In any effective ETL system, there lies an unseen but valuable system of event and error logging designed to aid in troubleshooting problems, heading off potential issues, and tracking historical trends in data movement and transformation.
In this chapter, we’re going to discuss logging patterns. If you are a lumberjack and are looking for career tips, you can stop reading now—this is a different type of logging.
Let’s be honest—event and error logging probably isn’t at the top of the list when the average ETL professional thinks of his or her favorite things. Consider the types of things we brag about: “I moved 100 million rows in 19 minutes;” “I cleaned up this ugly mess of data without a single line of code;” “I integrated twelve different sources of data into this fact table.” These are the things that, in our geeky culture, would result in a pat on the back or at least an “Attaboy.” For people like us, this is the home run in the bottom of the ninth, the last-second winning field goal, or the goal from center ice.
Event and error logging, on the other hand, rarely evokes such emotion. I doubt if anyone has ever given a high-five over an effective logging strategy. In the board room or the sales pitch, logging gets about as much attention as the color of ink that will be used to sign the contract.
However, when it comes to tasks that can make or break a successful ETL implementation, having an effective and understandable logging strategy is near the top of the list. While not an outwardly visible element of the project deliverables, error and event logging provides a means with which ETL professionals can measure the health of the data pipeline. Capturing the necessary information during ETL execution will allow easier analysis of the fidelity of the downstream data stores.
Why Logging?

TASKS TO CARRY OUT:
a - Summarize the ETL logging text in two sentences.
b - Please transcribe everything in the ETL logging text from "In this chapter, we’re" down to "type of logging.".

RECORDS SUPPLIED:
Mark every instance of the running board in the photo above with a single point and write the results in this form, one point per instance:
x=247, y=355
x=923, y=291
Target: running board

==

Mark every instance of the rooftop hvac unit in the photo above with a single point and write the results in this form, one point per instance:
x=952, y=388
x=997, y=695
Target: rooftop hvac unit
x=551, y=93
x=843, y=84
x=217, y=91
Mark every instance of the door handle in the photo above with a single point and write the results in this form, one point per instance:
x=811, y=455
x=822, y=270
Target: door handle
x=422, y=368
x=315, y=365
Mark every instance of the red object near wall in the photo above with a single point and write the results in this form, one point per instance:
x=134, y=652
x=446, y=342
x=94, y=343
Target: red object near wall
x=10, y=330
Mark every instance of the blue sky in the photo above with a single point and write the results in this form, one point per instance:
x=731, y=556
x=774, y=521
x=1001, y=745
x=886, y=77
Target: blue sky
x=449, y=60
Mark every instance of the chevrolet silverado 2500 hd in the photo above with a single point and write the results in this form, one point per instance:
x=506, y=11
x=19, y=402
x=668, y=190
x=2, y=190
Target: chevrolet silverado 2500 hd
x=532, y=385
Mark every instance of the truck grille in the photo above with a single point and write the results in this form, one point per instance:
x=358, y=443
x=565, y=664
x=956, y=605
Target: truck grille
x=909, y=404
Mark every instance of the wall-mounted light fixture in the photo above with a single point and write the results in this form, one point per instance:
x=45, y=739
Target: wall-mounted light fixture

SET OF ANSWERS:
a - Event and error logging is an unseen but valuable part of any effective ETL system, helping with troubleshooting, heading off potential issues, and tracking historical trends in data movement and transformation. Although logging rarely earns praise or attention, an effective and understandable logging strategy is near the top of the tasks that can make or break an ETL implementation, because it lets ETL professionals measure the health of the data pipeline.

b -
In this chapter, we’re going to discuss logging patterns. If you are a lumberjack and are looking for career tips, you can stop reading now—this is a different type of logging.